EXERCISE OBJECTIVE: Revise the rows below so that every occurrence of "planogram checker" reads "shelf audit tool", keeping all other text the same. Leave the pictures out of your answer.

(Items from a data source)
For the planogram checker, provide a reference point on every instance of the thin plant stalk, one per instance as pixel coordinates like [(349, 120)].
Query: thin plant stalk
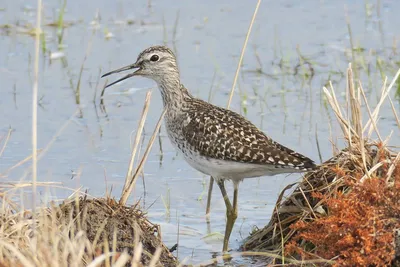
[(211, 184), (137, 138), (34, 103), (132, 179)]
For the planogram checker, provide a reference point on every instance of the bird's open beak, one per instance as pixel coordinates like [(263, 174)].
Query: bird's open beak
[(129, 67)]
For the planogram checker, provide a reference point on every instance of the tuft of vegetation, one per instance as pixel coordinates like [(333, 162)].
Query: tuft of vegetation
[(347, 211)]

THE SOLUTION:
For the shelf audit tool, provide a reference point on every instance of the thin plant stalk, one per instance as pixel coordinates like [(349, 120)].
Query: thin plant stalk
[(211, 184), (137, 138), (34, 103), (132, 179)]
For the shelf audit tool, provide a reference point on every instance of the bird's open beak, one per instance as pixel coordinates like [(263, 174)].
Query: bird's open beak
[(129, 67)]
For the shelf audit tool, provide a reference point on every instance of the tuft of vegetation, one per instance as pixel coordinates like [(333, 162)].
Query: tuft of vegetation
[(347, 211)]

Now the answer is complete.